• WHAT YOU HAVE TO DO
Each line should be copied exactly.

• INPUT RECORDS

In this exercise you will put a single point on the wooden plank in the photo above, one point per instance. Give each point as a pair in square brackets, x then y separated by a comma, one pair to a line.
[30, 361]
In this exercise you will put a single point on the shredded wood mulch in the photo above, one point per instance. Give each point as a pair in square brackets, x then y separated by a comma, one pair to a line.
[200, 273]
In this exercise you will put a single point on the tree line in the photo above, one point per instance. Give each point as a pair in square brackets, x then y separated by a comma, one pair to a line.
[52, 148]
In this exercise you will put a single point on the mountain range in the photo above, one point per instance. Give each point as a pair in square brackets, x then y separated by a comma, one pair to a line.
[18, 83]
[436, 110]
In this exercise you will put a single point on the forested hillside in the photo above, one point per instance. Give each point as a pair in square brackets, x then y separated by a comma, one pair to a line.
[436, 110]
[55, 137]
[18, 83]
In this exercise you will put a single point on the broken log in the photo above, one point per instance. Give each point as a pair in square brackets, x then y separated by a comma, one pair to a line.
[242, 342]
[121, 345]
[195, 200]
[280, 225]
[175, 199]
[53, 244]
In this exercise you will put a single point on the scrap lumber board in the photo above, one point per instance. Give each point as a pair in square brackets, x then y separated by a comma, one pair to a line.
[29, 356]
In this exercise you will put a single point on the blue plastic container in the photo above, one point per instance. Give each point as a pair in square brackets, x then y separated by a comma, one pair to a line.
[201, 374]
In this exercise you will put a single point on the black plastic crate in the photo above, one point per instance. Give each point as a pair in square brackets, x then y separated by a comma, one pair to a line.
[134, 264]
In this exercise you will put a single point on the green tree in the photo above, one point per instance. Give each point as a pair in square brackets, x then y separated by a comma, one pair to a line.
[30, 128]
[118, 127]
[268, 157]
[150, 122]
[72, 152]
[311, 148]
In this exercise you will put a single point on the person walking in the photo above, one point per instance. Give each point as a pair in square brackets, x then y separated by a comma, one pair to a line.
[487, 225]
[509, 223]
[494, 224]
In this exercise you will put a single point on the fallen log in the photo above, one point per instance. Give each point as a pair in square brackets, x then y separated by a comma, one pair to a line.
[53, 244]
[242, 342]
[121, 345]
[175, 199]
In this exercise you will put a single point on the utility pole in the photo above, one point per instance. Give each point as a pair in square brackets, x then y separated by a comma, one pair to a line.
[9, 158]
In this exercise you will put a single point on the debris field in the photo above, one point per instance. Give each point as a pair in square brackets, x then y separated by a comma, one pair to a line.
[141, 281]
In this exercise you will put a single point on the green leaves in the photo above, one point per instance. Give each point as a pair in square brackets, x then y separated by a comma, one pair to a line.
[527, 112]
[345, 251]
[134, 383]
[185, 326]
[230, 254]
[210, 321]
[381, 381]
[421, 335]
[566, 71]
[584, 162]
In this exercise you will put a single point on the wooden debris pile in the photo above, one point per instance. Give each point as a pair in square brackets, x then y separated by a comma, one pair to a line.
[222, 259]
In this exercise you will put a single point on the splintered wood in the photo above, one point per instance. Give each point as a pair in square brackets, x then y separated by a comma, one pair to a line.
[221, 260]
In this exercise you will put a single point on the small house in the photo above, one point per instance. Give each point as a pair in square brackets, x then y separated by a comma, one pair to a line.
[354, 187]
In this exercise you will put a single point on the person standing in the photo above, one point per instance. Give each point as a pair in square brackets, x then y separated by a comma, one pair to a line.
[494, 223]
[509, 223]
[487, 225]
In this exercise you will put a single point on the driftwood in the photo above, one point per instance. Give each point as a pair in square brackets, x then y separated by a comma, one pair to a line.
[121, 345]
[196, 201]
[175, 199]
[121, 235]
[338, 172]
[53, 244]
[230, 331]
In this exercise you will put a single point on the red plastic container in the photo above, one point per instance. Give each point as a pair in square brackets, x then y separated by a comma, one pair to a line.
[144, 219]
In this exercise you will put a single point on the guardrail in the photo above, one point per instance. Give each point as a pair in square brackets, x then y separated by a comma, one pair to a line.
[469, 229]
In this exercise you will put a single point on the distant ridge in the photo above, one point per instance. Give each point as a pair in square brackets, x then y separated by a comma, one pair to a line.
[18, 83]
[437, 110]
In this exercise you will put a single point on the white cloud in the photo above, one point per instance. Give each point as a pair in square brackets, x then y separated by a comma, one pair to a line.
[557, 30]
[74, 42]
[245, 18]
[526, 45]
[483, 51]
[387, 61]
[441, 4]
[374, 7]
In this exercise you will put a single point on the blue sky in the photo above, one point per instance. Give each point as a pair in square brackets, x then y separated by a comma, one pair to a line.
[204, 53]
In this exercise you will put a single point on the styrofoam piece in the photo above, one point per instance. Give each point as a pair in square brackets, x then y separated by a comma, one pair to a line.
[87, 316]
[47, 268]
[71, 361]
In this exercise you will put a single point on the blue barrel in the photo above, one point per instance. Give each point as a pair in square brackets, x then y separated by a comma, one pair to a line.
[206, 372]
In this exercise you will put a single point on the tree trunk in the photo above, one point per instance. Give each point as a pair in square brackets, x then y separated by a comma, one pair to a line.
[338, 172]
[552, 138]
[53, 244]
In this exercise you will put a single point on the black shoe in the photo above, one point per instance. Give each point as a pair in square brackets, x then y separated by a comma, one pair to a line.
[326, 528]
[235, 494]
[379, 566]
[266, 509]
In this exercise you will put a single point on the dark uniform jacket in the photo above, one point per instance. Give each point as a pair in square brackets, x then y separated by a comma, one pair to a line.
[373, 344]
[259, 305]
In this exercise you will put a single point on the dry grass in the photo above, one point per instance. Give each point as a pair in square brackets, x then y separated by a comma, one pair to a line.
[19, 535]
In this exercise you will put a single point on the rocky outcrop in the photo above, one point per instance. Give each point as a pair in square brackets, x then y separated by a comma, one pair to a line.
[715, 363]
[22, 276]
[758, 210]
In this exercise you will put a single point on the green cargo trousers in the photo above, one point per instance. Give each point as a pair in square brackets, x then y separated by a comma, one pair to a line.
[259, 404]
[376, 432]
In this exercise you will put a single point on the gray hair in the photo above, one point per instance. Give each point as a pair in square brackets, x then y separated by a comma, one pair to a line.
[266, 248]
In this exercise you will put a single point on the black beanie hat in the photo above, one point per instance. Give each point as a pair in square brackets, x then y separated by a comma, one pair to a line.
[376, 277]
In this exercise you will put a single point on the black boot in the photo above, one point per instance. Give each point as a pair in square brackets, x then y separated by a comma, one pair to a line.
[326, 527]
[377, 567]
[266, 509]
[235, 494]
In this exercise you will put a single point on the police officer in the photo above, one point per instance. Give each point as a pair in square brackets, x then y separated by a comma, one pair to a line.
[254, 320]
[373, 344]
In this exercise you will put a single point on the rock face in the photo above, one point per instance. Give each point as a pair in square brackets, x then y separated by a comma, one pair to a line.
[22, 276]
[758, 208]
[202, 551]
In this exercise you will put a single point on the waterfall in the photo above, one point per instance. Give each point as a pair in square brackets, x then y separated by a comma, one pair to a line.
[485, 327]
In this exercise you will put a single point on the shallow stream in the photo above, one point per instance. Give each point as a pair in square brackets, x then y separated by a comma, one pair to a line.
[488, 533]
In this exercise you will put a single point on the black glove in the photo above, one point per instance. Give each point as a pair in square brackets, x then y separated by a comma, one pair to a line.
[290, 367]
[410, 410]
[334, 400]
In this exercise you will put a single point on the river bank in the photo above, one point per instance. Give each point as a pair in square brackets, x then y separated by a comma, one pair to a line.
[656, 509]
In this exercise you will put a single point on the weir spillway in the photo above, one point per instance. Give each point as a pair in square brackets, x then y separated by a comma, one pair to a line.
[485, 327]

• COMPLETED TASK
In this exercise you will put a single point on the wooden plank in the photo above, one point per instance. Give each point as a pair in square brackets, x then y separated by a comma, one pair to a line.
[30, 361]
In this exercise you will put a single point on the shredded wood mulch in the photo above, one point per instance. Give each point as a pair in square brackets, x then y separated by a comma, one pair to a line.
[200, 273]
In this exercise you will put a single point on the tree line in the photo above, one point per instance. Give each point as a pair in square brackets, x then y separated by a comma, one pair to a line.
[52, 148]
In this exercise you will put a single point on the mountain range in the photo above, one point per instance. Give each point as a pair in square brackets, x then y separated by a comma, one pair to a line.
[18, 83]
[436, 110]
In this exercise you will put a single point on the forested hillside in the photo above, one point per instance. Give each point as a pair in square brackets, x then y separated by a comma, one pair to a line.
[436, 110]
[55, 137]
[18, 83]
In this exercise you will put a single point on the broken log in the photo above, one point per instance. Give each point as a pair in square brackets, x then y separated by a comma, one pair to a line.
[242, 342]
[121, 345]
[195, 200]
[280, 225]
[175, 199]
[53, 244]
In this exercise you will put a single point on the scrap lumber board in the photo above, one point per instance. Give each point as a pair in square brackets, x then y separated by a comma, one pair to a line.
[29, 356]
In this exercise you will put a single point on the blue plastic container in the photo above, one point per instance. Give each point as a pair in square brackets, x then y separated by a comma, one pair to a line.
[201, 374]
In this exercise you will put a single point on the black plastic crate in the photo above, one point per instance. Give each point as a pair in square brackets, x then y separated by a comma, one pair to a line.
[134, 264]
In this exercise you will put a single point on the green tree in the photo above, one point per instance. Give each point as a pair in square brackets, x then y separated by a comma, one pair to a line.
[30, 128]
[118, 127]
[268, 157]
[150, 122]
[72, 152]
[311, 148]
In this exercise you will put a single point on the person walking in the photo above, one point per instance. Give each point as a pair in square brackets, x then y separated by a comma, one pair to a line.
[487, 225]
[509, 223]
[494, 224]
In this exercise you will put a single point on the fallen log in the photo above, one point per instance. Give each point as a pair in square brackets, x then y separated by a comma, one pair to a line.
[53, 244]
[242, 342]
[121, 345]
[175, 199]
In this exercise you will put a single point on the utility pole in the photo above, one point per instance. Give each point as a pair in square brackets, x then y separated by a comma, one pair to a line.
[9, 158]
In this exercise you will put a single point on the debris field in the photo above, one point per instance. Give each point as a pair in square brackets, x then y separated by a comma, one pair to a line.
[141, 281]
In this exercise you will put a single point on the green leaves in the photo above, one point per instance. Give each point as a pair in square brackets, x then y separated by a comma, one pair to a line.
[527, 112]
[345, 251]
[134, 383]
[185, 326]
[230, 254]
[210, 321]
[381, 381]
[421, 335]
[566, 71]
[584, 162]
In this exercise you will put a single point on the wooden debris pile in the photo above, one point per instance. Give each point as a pair in square brackets, x then y separated by a comma, one pair to a line.
[222, 259]
In this exercise you will put a single point on the splintered wood in the photo above, one point per instance. Give each point as a pair in square brackets, x then y separated by a comma, one pair to a line.
[221, 260]
In this exercise you will put a single point on the small house in the photo above, one point per instance. Give each point as a pair in square brackets, x then y separated by a comma, one pair to a line.
[354, 187]
In this exercise you will put a single point on the person standing in the photo above, one point per instance. Give each point as a pair in square brackets, x then y separated by a comma, one pair to a line.
[494, 223]
[509, 223]
[487, 225]
In this exercise you will put a single point on the driftwood in the photo above, one point per instance. Give each point as a pair in square brackets, x then y separated by a comma, one pair to a line.
[121, 345]
[196, 201]
[175, 199]
[121, 235]
[338, 172]
[53, 244]
[230, 331]
In this exercise you will put a single point on the red plastic container in the photo above, one point per instance. Give each point as a pair in square brackets, x then y separated by a comma, one pair to a line.
[144, 219]
In this exercise you will put a single point on the guardrail in the photo above, one point per instance. Give each point as a pair in square brackets, x then y separated by a comma, one pair to a line.
[469, 229]
In this exercise you will put a single point on the distant ridge in the photo above, one point per instance. Give each point as a pair in square brackets, x then y separated by a comma, one pair to a line.
[18, 83]
[437, 110]
In this exercise you will put a single point on the white cloud in the photo above, one point per instance. Give each point as a pair in square brackets, x then y separated by a comma, one pair to a line.
[557, 30]
[74, 42]
[245, 18]
[526, 45]
[483, 51]
[387, 61]
[441, 4]
[374, 7]
In this exercise you will put a single point on the blue sky in the photo above, one point per instance. Give each point as a pair in square brackets, x then y separated by a comma, one pair to a line.
[204, 53]
In this exercise you will put a single point on the styrofoam piece in the photo above, one point per instance. Give each point as a pair in square brackets, x then y separated by a comma, one pair to a line.
[87, 316]
[47, 268]
[71, 361]
In this exercise you will put a single point on the blue barrel in the photo above, one point per instance. Give each point as a pair in square brackets, x then y separated by a comma, one pair to a line.
[206, 372]
In this exercise you will put a single point on the tree trunk in the photo above, one point per instance. Give each point as a pair in square brackets, x then y separated by a comma, one pair to a line.
[338, 172]
[552, 138]
[53, 244]
In this exercise you will put a single point on the black shoe in the photo above, one point per instance. Give each point as a pair in square brackets, x then y separated by a comma, one pair to a line.
[326, 528]
[235, 494]
[379, 566]
[266, 509]
In this exercise you will put a single point on the dark uniform jacket in the photo above, one point per instance. Give each point as a pair in square brackets, x then y separated by a comma, one pair to a line.
[373, 344]
[259, 305]
In this exercise you will put a single point on the dry grass in the photo above, one point per instance. Give each point as a pair in square brackets, x then y separated by a comma, one pair to a line.
[19, 535]
In this exercise you will put a single point on the rocky outcrop in the photo above, one point per instance. Give each point as a pair in square brackets, x then y separated by a comma, one pair to a line.
[715, 363]
[22, 276]
[758, 210]
In this exercise you will put a single point on the green cargo trousers in the photo above, one point per instance. Give each point as a pair in square brackets, x then y separated by a comma, one pair to a line.
[259, 404]
[376, 432]
In this exercise you will put a single point on the gray hair in the photo above, one point per instance. Give each point as a pair in square brackets, x then y separated by a comma, one pair to a line.
[266, 248]
In this exercise you will put a single point on the black beanie hat in the photo above, one point per instance. Give each point as a pair in square brackets, x then y separated by a comma, one pair to a line.
[376, 277]
In this exercise you will put a single point on the black boot in the photo above, one point per instance. Give each point as a pair in square brackets, x then y separated by a comma, one pair to a line.
[326, 527]
[377, 567]
[266, 509]
[235, 494]
In this exercise you will put a single point on the police officer in the photo above, one point per instance. Give each point as a pair in square brackets, x then y separated by a comma, one pair to a line.
[254, 320]
[373, 344]
In this exercise you will put a single point on the rock face in the photo above, one point per instance. Give each point as a pair in square brackets, x then y separated by a comma, one pair to a line.
[22, 276]
[758, 208]
[202, 551]
In this exercise you will put a single point on the waterfall in the photo above, one point per instance. Give each point as a pair in square brackets, x then y separated by a comma, one pair to a line.
[485, 327]
In this exercise you will put a single point on the shallow stream in the photo above, one point per instance. Give each point as a pair in square brackets, x then y separated by a comma, one pair to a line.
[488, 533]
In this exercise you will put a single point on the black glove in the photo above, one point per instance. Give each point as a pair in square brackets, x then y separated by a comma, one pair to a line.
[290, 367]
[410, 410]
[334, 400]
In this exercise you will put a single point on the river bank in the photo above, one point per instance. Give each point as a pair in square brackets, x then y separated by a comma, one pair to a line.
[656, 509]
In this exercise you will put a single point on the weir spillway in the photo above, one point per instance. Give each point as a pair in square brackets, x then y separated by a comma, one pair to a line.
[485, 327]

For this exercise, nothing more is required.